Each line of the data holding "target" should be found and copied.

> [MATERIAL PROVIDED]:

*** Begin section ***

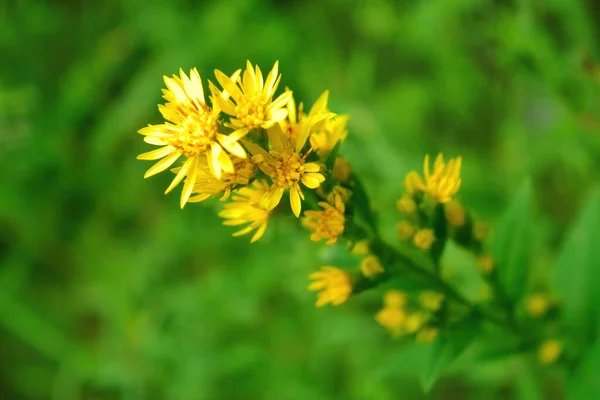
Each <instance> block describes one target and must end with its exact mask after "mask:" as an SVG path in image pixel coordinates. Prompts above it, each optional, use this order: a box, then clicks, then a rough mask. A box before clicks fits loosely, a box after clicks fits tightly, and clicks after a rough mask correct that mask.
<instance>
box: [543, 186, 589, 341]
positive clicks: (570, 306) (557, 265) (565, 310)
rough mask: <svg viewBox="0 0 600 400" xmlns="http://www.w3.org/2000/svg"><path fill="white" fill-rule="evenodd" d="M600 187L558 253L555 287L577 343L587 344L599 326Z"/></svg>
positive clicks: (568, 234) (562, 306) (581, 213)
mask: <svg viewBox="0 0 600 400" xmlns="http://www.w3.org/2000/svg"><path fill="white" fill-rule="evenodd" d="M598 221H600V189H598V188H596V189H595V190H594V191H593V193H592V194H591V196H590V198H589V199H588V200H587V202H586V203H585V205H584V206H583V209H582V211H581V214H580V215H579V217H578V218H577V220H576V221H575V223H574V225H573V227H572V229H571V231H570V232H569V233H568V235H567V238H566V241H565V243H564V246H563V247H562V250H561V251H560V253H559V255H558V259H557V262H556V270H555V276H554V287H555V288H556V290H557V292H558V293H559V294H560V298H561V305H562V312H563V319H564V322H565V324H566V326H567V328H568V330H569V332H570V333H571V335H574V339H576V342H578V343H582V342H580V341H583V343H588V342H589V341H590V340H592V339H593V338H595V337H597V334H598V328H600V325H599V324H600V311H599V310H598V307H597V304H599V303H600V291H598V282H600V247H599V246H598V243H597V241H598V238H599V237H600V225H599V224H598Z"/></svg>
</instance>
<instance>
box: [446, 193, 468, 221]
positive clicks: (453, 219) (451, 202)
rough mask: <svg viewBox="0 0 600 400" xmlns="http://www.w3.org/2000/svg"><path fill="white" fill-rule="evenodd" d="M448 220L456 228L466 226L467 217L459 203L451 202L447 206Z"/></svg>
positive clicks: (446, 217)
mask: <svg viewBox="0 0 600 400" xmlns="http://www.w3.org/2000/svg"><path fill="white" fill-rule="evenodd" d="M445 213H446V220H447V221H448V223H449V224H450V225H452V226H454V227H457V228H458V227H461V226H463V225H464V224H465V221H466V215H465V209H464V208H463V206H462V204H460V203H459V202H458V201H454V200H453V201H451V202H449V203H448V204H446V209H445Z"/></svg>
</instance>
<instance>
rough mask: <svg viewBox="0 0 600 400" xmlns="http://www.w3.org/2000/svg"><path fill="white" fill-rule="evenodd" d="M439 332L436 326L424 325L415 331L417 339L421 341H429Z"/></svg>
mask: <svg viewBox="0 0 600 400" xmlns="http://www.w3.org/2000/svg"><path fill="white" fill-rule="evenodd" d="M438 334H439V329H438V328H430V327H425V328H423V329H421V330H420V331H419V333H417V337H416V339H417V341H418V342H421V343H431V342H433V341H434V340H435V338H436V337H437V335H438Z"/></svg>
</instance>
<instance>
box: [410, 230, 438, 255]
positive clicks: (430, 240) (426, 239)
mask: <svg viewBox="0 0 600 400" xmlns="http://www.w3.org/2000/svg"><path fill="white" fill-rule="evenodd" d="M434 240H435V236H434V235H433V230H432V229H429V228H426V229H419V230H418V231H417V233H415V236H414V237H413V243H414V245H415V246H417V247H418V248H420V249H423V250H429V249H430V248H431V245H432V244H433V241H434Z"/></svg>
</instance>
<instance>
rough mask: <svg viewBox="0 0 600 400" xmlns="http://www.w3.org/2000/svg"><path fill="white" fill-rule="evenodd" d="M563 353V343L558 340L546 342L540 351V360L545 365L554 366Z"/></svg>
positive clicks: (549, 340) (539, 356)
mask: <svg viewBox="0 0 600 400" xmlns="http://www.w3.org/2000/svg"><path fill="white" fill-rule="evenodd" d="M561 353H562V343H561V342H559V341H558V340H556V339H550V340H546V341H545V342H544V343H542V344H541V346H540V347H539V349H538V359H539V360H540V363H542V364H544V365H551V364H554V363H555V362H556V361H557V360H558V359H559V358H560V355H561Z"/></svg>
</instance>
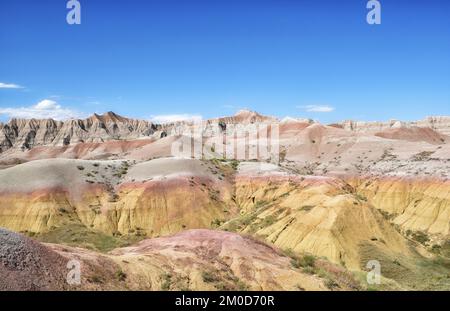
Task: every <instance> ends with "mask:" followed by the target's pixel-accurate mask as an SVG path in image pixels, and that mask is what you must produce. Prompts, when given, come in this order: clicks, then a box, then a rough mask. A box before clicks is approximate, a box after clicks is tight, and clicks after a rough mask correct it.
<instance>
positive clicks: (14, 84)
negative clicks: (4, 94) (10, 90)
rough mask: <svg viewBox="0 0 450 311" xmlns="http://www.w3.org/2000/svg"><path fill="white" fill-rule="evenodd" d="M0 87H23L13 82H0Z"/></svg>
mask: <svg viewBox="0 0 450 311" xmlns="http://www.w3.org/2000/svg"><path fill="white" fill-rule="evenodd" d="M0 89H23V87H22V86H20V85H17V84H13V83H3V82H0Z"/></svg>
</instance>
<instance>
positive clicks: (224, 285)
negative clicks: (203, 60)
mask: <svg viewBox="0 0 450 311" xmlns="http://www.w3.org/2000/svg"><path fill="white" fill-rule="evenodd" d="M236 126H243V127H247V128H249V127H250V128H253V129H256V132H257V133H258V135H257V136H255V137H258V141H257V140H256V139H255V137H253V138H252V136H251V135H247V134H245V133H244V134H242V133H241V132H237V134H233V135H228V136H227V134H229V132H231V130H232V129H234V128H235V127H236ZM266 126H267V129H268V130H267V129H266ZM195 128H196V124H194V123H193V122H178V123H171V124H153V123H151V122H149V121H144V120H135V119H130V118H125V117H122V116H119V115H117V114H115V113H113V112H108V113H105V114H103V115H94V116H92V117H90V118H87V119H83V120H69V121H64V122H62V121H54V120H19V119H13V120H11V121H9V122H8V123H6V124H0V227H1V228H4V229H0V290H7V289H13V290H52V289H55V290H110V289H118V290H450V117H428V118H426V119H424V120H420V121H416V122H402V121H397V120H392V121H388V122H356V121H343V122H341V123H336V124H330V125H323V124H320V123H318V122H315V121H313V120H308V119H295V118H285V119H282V120H280V119H277V118H274V117H269V116H263V115H260V114H258V113H256V112H252V111H247V110H242V111H239V112H238V113H237V114H236V115H234V116H230V117H222V118H217V119H211V120H207V121H205V122H204V123H203V125H202V132H201V135H200V140H199V137H198V136H194V139H192V140H191V139H190V137H188V135H187V134H188V133H190V132H193V131H194V130H195ZM275 128H276V129H277V134H278V135H277V137H279V140H277V142H276V144H275V146H276V147H275V148H273V145H274V141H272V140H266V141H264V143H263V146H269V147H270V148H269V149H270V152H272V153H274V154H275V155H276V161H274V159H273V158H269V159H268V158H263V157H262V151H261V149H260V148H261V147H259V148H258V149H257V152H254V153H252V152H251V149H252V147H253V146H255V145H257V144H259V143H260V140H261V139H260V138H261V137H263V136H264V135H266V134H269V136H270V135H272V137H273V134H274V131H275ZM241 134H242V135H241ZM224 137H226V138H224ZM186 139H187V141H188V142H189V143H188V145H189V146H191V143H192V146H194V145H195V144H197V146H200V149H201V150H202V151H203V155H202V156H200V157H198V156H194V155H195V152H192V153H189V156H179V155H177V154H175V155H174V146H178V145H177V144H179V143H180V142H183V141H184V142H185V141H186ZM264 144H265V145H264ZM225 146H232V148H235V147H237V148H238V147H239V146H250V147H249V148H247V149H244V152H242V153H236V154H234V156H233V157H228V156H227V154H226V153H225V154H224V152H222V151H223V150H225V149H226V147H225ZM191 155H192V156H191ZM74 259H75V260H78V261H79V262H80V263H81V283H80V284H78V285H71V284H68V283H67V282H66V275H67V273H68V271H69V269H68V268H67V263H68V262H69V261H70V260H74ZM371 260H376V261H378V262H379V263H380V266H381V283H380V284H368V283H367V280H366V275H367V272H368V268H367V263H368V262H369V261H371Z"/></svg>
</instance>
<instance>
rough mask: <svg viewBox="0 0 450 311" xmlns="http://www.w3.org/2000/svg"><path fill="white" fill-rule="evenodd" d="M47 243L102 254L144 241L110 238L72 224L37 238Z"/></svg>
mask: <svg viewBox="0 0 450 311" xmlns="http://www.w3.org/2000/svg"><path fill="white" fill-rule="evenodd" d="M35 237H36V239H37V240H39V241H41V242H45V243H55V244H64V245H68V246H74V247H82V248H87V249H91V250H97V251H100V252H108V251H111V250H113V249H115V248H118V247H125V246H128V245H131V244H133V243H136V242H138V241H139V240H142V238H139V237H136V236H119V237H117V236H110V235H107V234H105V233H102V232H99V231H94V230H91V229H89V228H87V227H85V226H84V225H82V224H78V223H72V224H66V225H63V226H61V227H56V228H54V229H53V230H51V231H49V232H46V233H41V234H38V235H36V236H35Z"/></svg>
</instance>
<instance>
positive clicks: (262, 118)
mask: <svg viewBox="0 0 450 311" xmlns="http://www.w3.org/2000/svg"><path fill="white" fill-rule="evenodd" d="M312 122H313V121H312V120H308V119H295V118H289V117H288V118H284V119H283V120H280V119H278V118H275V117H271V116H264V115H261V114H259V113H257V112H255V111H250V110H240V111H238V112H237V113H236V114H235V115H234V116H228V117H220V118H214V119H210V120H208V121H207V123H219V124H222V125H226V124H252V123H278V124H280V125H284V126H286V125H287V124H295V123H302V124H303V123H312ZM187 123H189V121H186V122H183V121H181V122H177V123H168V124H155V123H152V122H150V121H147V120H140V119H132V118H127V117H123V116H120V115H118V114H116V113H114V112H112V111H110V112H107V113H105V114H103V115H99V114H94V115H92V116H91V117H89V118H87V119H71V120H67V121H55V120H53V119H41V120H39V119H11V120H10V121H9V122H8V123H6V124H1V123H0V152H4V151H6V150H8V149H11V148H17V149H22V150H29V149H32V148H33V147H36V146H47V145H48V146H68V145H72V144H77V143H83V142H84V143H101V142H105V141H110V140H134V139H140V138H145V137H152V138H156V139H158V138H161V137H164V136H167V135H169V132H170V131H171V130H172V129H174V128H176V127H179V126H183V125H185V124H187ZM333 126H334V127H338V128H342V129H344V130H348V131H353V132H363V133H374V134H375V133H378V132H383V131H386V130H391V129H399V128H429V129H432V130H434V131H437V132H438V133H439V134H443V135H450V116H448V117H447V116H440V117H427V118H425V119H424V120H420V121H416V122H401V121H397V120H391V121H388V122H360V121H343V122H340V123H337V124H333ZM224 128H226V126H224ZM293 128H295V126H294V127H293ZM381 135H384V134H381Z"/></svg>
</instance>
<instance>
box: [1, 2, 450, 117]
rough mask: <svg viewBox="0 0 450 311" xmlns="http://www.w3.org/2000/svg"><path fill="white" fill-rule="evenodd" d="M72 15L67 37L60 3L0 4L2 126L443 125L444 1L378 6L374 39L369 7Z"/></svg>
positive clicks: (446, 57)
mask: <svg viewBox="0 0 450 311" xmlns="http://www.w3.org/2000/svg"><path fill="white" fill-rule="evenodd" d="M79 1H80V3H81V7H82V23H81V25H68V24H67V23H66V14H67V12H68V10H67V9H66V2H67V1H65V0H60V1H54V0H40V1H35V0H21V1H17V0H0V120H6V119H8V118H9V117H11V116H14V115H17V114H20V113H22V114H23V113H25V114H27V115H28V114H38V115H40V114H41V112H42V110H45V111H47V112H49V111H50V112H49V113H50V115H53V114H55V115H56V116H57V117H63V118H64V117H67V116H70V115H74V116H75V115H76V116H83V115H88V114H91V113H93V112H105V111H109V110H112V111H115V112H117V113H119V114H122V115H126V116H130V117H138V118H151V117H155V116H165V115H174V114H176V115H179V114H190V115H202V116H203V117H205V118H206V117H213V116H221V115H230V114H233V113H234V112H235V111H236V110H238V109H240V108H249V109H252V110H256V111H259V112H261V113H263V114H269V115H275V116H279V117H283V116H287V115H289V116H293V117H310V118H314V119H318V120H320V121H322V122H324V123H329V122H335V121H340V120H344V119H358V120H388V119H391V118H396V119H403V120H414V119H421V118H423V117H425V116H427V115H450V18H449V17H450V2H449V1H445V0H440V1H438V0H428V1H415V0H414V1H412V0H409V1H407V0H384V1H383V0H380V2H381V4H382V24H381V25H376V26H373V25H368V24H367V23H366V14H367V12H368V10H367V9H366V3H367V1H366V0H345V1H336V0H335V1H331V0H329V1H327V0H320V1H319V0H305V1H301V0H296V1H294V0H273V1H269V0H259V1H248V0H247V1H246V0H239V1H237V0H227V1H214V0H208V1H195V0H193V1H188V0H182V1H181V0H180V1H174V0H160V1H152V0H134V1H107V0H79ZM19 86H20V88H18V87H19ZM315 106H321V107H322V106H325V107H328V108H329V109H324V108H323V107H322V109H319V110H325V111H322V112H314V111H307V110H317V109H311V107H315ZM330 110H331V111H330Z"/></svg>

*** End section ***

> [RESULT FOR THIS EXERCISE]:
Each <instance> block describes one target and must end with its exact mask after "mask:" as an SVG path in image pixel coordinates. Prompts above it, each optional, use this order: a box, then clicks, then a rough mask. A box before clicks fits loosely, a box after clicks fits tightly, and clicks after a rough mask correct that mask.
Task: every <instance> ends with "mask:" followed by the target's pixel-accurate mask as an SVG path in image pixels, and that mask is what you must produce. Prompts, when given, come in this order: clicks, then a box, then a rough mask. A box before clicks is approximate, a box after clicks is tight, and clicks after a rough mask correct it.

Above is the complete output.